Return exactly, please, the lines from the one containing "the white canopy" to the last line of the entries below, and nothing else, leaving pictures out.

*Given information*
******************************

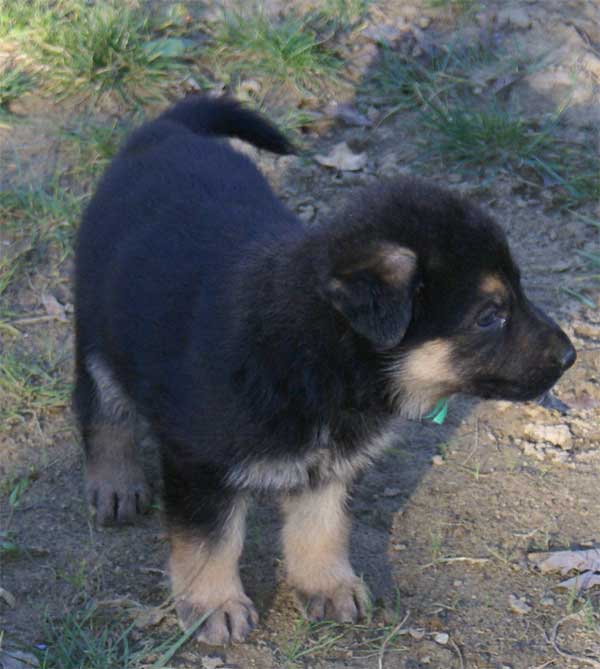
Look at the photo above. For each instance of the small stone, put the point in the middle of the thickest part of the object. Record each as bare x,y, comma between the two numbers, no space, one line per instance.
306,213
212,662
559,435
518,605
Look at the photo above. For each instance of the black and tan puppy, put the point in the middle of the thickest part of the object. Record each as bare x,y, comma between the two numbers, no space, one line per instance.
264,356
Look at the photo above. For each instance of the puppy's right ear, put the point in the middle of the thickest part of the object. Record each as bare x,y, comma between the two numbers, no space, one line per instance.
374,292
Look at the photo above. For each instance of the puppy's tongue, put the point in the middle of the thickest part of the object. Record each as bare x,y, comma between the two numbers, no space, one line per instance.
439,412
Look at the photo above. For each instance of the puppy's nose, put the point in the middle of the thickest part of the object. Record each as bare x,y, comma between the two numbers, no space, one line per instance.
567,357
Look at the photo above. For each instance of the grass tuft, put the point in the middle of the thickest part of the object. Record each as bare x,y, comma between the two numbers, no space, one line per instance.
85,639
106,48
288,50
495,138
30,386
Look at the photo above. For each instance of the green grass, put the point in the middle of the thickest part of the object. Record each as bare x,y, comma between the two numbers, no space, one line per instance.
30,386
496,138
41,223
89,51
287,51
86,639
404,82
311,640
15,81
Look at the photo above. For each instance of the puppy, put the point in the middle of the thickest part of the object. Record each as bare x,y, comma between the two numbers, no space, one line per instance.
266,356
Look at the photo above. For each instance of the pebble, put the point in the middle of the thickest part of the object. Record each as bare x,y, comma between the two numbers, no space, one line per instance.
559,435
518,605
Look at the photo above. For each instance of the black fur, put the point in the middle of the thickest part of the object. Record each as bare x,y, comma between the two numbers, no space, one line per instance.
240,336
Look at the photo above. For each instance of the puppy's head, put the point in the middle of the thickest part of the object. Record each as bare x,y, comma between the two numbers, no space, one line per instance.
427,279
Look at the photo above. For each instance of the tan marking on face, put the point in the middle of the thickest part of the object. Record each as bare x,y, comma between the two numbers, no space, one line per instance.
315,539
203,574
392,263
422,376
492,284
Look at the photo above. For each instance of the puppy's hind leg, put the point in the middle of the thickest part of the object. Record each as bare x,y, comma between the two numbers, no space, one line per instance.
116,486
206,525
315,546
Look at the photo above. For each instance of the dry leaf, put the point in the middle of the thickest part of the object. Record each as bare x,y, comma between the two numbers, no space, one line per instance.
348,114
565,561
342,158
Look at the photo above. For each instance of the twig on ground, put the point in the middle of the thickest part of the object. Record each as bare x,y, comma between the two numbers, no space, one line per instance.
592,662
388,638
458,652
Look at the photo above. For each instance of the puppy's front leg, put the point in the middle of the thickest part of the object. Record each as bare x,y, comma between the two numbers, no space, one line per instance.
315,545
207,526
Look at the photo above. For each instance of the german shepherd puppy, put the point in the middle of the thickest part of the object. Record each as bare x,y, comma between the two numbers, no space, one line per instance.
267,356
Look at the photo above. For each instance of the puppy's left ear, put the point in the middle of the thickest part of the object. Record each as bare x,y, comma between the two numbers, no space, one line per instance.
374,292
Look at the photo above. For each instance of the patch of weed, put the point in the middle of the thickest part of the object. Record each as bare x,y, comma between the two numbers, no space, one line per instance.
496,138
90,146
35,219
85,639
404,82
15,81
367,641
287,50
30,386
105,48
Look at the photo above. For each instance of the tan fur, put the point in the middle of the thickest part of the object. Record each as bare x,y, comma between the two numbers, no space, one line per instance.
421,377
492,285
205,575
393,264
315,539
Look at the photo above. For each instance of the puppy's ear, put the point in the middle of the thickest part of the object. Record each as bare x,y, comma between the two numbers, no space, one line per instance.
374,292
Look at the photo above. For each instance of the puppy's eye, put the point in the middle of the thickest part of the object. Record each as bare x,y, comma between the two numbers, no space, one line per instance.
491,317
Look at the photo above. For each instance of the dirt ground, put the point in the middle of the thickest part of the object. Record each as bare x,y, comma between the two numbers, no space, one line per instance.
443,525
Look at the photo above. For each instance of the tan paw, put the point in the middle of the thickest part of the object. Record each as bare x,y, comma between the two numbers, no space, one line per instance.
347,603
231,622
118,497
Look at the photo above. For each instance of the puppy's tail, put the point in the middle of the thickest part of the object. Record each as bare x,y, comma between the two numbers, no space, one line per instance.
224,116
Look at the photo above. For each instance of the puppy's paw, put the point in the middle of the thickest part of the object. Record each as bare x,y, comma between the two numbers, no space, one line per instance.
231,622
346,603
118,495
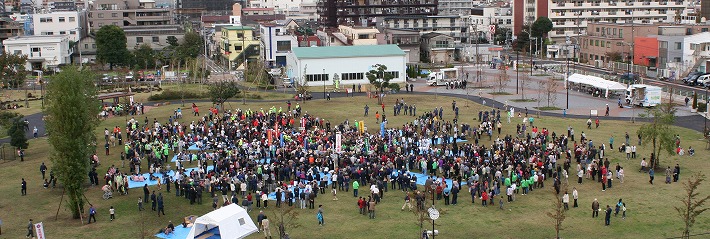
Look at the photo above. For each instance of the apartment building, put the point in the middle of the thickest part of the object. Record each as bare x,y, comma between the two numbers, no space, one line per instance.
455,7
71,23
128,13
276,42
456,27
364,12
571,17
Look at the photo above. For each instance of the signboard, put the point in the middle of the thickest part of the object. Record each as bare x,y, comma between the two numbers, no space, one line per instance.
39,230
338,142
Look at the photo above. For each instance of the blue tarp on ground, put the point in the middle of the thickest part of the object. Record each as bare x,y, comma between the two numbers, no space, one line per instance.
133,184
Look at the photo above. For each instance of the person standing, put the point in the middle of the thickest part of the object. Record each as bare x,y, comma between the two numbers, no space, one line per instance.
265,227
43,169
161,206
575,195
319,215
140,204
112,213
24,187
565,200
92,213
595,208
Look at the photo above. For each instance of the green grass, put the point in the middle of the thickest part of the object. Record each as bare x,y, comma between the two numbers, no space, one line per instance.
650,207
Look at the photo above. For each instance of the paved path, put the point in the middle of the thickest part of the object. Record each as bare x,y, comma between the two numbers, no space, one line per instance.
580,104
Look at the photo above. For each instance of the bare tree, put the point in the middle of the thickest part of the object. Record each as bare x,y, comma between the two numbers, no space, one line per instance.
285,217
524,80
503,78
692,205
550,91
558,214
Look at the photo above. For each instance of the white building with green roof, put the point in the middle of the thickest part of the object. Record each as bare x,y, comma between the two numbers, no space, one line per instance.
317,66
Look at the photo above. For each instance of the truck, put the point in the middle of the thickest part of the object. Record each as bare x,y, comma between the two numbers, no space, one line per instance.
643,95
443,76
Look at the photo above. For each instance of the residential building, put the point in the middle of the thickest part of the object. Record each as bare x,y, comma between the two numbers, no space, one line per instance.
128,13
155,36
438,48
363,12
570,17
43,52
71,23
318,66
276,43
9,28
237,44
455,7
605,41
407,40
457,27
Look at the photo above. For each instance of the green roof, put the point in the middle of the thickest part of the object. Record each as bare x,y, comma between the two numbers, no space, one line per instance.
238,28
347,51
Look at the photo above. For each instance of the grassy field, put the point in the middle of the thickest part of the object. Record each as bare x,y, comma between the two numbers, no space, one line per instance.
650,207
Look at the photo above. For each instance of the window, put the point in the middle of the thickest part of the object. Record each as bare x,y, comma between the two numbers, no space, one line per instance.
283,46
352,76
317,77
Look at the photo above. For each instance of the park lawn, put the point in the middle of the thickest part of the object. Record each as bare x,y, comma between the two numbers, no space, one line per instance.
650,207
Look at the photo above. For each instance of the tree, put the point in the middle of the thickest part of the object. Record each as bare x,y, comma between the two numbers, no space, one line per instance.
71,112
17,134
541,27
13,71
144,57
659,132
284,218
558,214
111,46
380,78
503,78
221,91
551,91
692,205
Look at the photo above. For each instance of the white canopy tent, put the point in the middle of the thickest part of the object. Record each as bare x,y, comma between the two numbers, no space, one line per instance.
597,82
232,220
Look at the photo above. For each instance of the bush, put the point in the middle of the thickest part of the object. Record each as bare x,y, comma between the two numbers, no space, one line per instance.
174,95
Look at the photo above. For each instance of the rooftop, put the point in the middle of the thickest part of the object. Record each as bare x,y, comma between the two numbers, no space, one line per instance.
347,51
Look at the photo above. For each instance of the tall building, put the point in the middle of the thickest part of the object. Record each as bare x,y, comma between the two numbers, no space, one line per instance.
363,12
570,17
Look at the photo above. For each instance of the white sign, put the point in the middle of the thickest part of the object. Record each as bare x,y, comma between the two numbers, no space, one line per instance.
338,143
39,230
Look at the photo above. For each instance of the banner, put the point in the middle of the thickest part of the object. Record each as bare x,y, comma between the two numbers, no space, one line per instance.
39,230
338,142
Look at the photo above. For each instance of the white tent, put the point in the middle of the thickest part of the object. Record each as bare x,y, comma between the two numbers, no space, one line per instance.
597,82
232,221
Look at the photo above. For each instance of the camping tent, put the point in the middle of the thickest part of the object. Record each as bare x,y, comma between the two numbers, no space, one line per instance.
232,221
597,82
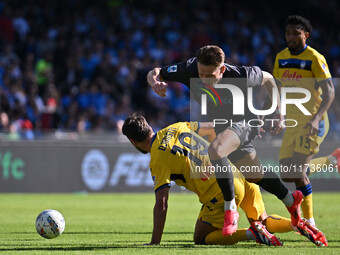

******************************

*Exercise answer*
Look at the photo above. For each instance of the white canopy tent, put the point in the middle of the thickest part of the object. Record each as bare x,y, comma between the two numbers, no space, one line per instance.
597,82
232,220
Look at the photo above. For each instance of the bush, put the point in the middle of the thickest part of the object. Record each as bare x,y, comma between the two numbers, no space, one line per instance.
174,95
Look at the photo above. For each instance of the rooftop, put the point in the middle of the thickest part of the object. Record each as bare x,y, comma between the two numbers, no space, one line per instance.
347,51
Look at the photo above. For each instance of the tall building, put the point in the middle of the thickest part of the object. Record each as bare x,y, comma between the two numbers, no space, one line per instance.
363,12
570,17
Look at the photo above. For each instance of the white sign, put the point in the middle of the thickest part of the object. Record each as bare x,y, comma between the two numbers, no space, one line per instance.
338,143
39,230
Look at the photo above. For each instance of the banner, put the point in the middle of the thickest part of the object. Record each as bare x,y, comma between the two numbers, no space, one line per instance.
39,230
338,142
Look at the photo above. For each instance of the white tent, put the point in the middle of the thickest part of the object. Record each as bare x,y, comma between the two numbers, no space, one line per instance.
597,82
232,221
Look at the photo above. For each instance of the camping tent, put the point in the middle of the thickest part of the object. Record each as bare x,y, comma between the two numbers, no space, one line per instance.
232,221
597,82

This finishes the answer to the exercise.